▶ _The exercise_: Show each line of the material below that contains the word "steeple". Case must match.

▶ _Material for this exercise_:
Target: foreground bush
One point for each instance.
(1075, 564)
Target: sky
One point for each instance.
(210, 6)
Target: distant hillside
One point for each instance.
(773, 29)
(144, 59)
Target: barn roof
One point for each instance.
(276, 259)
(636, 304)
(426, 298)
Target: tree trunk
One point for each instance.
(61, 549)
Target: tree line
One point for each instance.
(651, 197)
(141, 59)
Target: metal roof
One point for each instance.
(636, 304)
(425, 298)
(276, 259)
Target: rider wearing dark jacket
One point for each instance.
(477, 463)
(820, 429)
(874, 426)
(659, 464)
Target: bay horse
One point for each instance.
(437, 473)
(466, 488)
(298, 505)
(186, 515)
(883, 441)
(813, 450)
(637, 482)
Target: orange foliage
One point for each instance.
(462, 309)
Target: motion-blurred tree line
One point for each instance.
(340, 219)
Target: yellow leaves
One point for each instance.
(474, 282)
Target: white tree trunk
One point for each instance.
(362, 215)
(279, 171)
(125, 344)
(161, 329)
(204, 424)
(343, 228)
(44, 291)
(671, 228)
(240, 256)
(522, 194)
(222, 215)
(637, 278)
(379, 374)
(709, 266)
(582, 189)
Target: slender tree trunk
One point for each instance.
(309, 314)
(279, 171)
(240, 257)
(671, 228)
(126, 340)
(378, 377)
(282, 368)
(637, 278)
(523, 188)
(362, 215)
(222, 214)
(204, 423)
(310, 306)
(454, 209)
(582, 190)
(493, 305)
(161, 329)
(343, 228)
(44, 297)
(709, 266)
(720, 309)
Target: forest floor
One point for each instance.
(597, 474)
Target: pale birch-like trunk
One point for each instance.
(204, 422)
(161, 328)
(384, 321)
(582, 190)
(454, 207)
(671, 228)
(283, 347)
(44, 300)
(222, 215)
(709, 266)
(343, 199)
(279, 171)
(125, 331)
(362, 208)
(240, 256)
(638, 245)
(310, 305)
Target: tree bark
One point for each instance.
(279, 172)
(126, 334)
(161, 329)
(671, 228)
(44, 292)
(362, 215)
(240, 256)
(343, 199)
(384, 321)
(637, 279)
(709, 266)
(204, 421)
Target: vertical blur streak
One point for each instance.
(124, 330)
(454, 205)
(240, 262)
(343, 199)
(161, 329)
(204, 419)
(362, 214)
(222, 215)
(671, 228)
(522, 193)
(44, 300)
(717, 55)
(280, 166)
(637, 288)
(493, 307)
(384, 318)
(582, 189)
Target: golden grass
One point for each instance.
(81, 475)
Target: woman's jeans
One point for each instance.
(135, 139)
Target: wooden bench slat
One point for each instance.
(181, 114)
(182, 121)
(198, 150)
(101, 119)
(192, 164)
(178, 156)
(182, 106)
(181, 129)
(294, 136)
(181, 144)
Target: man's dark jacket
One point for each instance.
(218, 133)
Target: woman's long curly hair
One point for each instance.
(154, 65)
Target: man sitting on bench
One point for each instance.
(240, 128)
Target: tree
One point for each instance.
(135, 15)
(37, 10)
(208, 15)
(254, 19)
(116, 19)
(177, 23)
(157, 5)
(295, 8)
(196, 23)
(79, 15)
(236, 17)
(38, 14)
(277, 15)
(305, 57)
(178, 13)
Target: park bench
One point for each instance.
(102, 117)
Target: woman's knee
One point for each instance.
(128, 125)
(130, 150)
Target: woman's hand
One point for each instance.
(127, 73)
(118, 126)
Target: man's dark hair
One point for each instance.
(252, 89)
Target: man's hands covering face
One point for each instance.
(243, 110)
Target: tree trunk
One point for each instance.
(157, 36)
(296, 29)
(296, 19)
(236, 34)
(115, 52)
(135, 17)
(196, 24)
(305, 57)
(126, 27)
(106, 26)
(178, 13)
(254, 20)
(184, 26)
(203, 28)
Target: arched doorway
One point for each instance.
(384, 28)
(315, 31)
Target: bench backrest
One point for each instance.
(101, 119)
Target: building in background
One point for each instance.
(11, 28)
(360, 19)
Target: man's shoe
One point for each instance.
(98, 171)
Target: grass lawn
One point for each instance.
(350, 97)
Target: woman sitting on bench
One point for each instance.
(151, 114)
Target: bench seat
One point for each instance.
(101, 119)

--

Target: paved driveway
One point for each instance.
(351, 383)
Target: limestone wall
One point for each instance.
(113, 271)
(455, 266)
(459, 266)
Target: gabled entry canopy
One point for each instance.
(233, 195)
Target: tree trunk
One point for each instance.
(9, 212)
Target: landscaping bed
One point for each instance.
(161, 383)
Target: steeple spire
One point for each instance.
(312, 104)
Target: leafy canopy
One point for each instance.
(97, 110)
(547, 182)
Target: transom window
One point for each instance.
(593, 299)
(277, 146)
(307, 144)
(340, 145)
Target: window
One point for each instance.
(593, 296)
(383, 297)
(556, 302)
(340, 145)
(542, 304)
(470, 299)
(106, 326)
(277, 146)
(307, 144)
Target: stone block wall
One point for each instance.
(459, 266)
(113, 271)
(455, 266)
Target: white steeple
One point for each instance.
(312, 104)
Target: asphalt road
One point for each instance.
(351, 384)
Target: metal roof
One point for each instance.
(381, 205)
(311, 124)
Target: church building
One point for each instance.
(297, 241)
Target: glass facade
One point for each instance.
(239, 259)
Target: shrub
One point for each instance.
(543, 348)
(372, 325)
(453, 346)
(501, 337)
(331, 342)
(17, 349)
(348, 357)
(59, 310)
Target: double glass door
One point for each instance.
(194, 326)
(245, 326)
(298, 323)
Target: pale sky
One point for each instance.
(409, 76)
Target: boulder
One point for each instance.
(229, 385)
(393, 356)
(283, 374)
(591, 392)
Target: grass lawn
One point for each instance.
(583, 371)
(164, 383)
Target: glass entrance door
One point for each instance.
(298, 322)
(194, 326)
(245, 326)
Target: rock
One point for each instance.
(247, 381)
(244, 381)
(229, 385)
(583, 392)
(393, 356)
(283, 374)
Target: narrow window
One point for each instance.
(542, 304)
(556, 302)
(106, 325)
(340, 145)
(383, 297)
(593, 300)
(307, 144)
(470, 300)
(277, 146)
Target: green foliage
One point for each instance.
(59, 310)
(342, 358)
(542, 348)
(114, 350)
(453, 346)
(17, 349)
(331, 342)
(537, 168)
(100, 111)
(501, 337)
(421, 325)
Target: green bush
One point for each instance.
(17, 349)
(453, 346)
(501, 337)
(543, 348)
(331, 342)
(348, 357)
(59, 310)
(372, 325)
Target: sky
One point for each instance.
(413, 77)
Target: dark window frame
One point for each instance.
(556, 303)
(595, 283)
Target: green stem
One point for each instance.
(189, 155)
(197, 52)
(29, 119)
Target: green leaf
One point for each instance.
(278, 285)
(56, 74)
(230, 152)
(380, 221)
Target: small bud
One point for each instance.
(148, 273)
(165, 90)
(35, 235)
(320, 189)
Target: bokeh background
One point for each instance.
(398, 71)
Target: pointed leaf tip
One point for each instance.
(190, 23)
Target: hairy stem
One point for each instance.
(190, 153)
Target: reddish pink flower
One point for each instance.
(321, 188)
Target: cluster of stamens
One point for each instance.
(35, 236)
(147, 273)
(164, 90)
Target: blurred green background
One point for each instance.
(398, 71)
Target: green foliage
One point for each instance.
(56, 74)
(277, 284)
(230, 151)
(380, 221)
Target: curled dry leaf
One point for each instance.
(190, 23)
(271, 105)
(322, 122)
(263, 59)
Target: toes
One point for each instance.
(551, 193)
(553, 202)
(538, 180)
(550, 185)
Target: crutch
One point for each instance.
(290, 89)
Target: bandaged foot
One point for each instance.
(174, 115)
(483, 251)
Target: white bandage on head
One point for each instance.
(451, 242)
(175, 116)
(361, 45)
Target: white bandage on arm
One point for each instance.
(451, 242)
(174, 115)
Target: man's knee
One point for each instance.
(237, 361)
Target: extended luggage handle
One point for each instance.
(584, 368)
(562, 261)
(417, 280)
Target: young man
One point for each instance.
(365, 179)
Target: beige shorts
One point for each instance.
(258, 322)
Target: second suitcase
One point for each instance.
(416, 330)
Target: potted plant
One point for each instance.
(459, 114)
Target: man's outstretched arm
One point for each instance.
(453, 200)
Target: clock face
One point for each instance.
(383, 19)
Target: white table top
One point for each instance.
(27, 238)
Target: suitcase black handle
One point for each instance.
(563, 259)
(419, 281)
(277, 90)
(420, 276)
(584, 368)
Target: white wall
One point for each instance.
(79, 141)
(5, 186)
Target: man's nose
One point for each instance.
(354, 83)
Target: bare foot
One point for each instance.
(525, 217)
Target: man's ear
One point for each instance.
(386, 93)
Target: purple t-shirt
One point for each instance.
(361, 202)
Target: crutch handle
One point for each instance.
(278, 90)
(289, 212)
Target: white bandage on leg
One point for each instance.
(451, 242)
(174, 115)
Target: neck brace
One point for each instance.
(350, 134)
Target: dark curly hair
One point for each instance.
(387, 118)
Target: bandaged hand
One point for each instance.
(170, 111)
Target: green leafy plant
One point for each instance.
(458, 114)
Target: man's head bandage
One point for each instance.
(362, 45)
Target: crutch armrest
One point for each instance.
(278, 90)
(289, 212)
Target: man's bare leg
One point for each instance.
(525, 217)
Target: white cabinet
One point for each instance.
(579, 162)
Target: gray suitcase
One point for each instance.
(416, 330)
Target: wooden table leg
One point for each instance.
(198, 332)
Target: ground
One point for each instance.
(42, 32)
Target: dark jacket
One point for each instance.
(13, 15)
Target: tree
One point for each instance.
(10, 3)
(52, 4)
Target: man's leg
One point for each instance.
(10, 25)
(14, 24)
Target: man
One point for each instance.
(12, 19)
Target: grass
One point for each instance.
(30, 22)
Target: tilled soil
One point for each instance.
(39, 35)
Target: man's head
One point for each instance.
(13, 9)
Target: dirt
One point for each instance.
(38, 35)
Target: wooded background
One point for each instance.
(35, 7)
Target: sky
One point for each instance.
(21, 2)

▶ _The answer_:
Target: steeple spire
Target: white steeple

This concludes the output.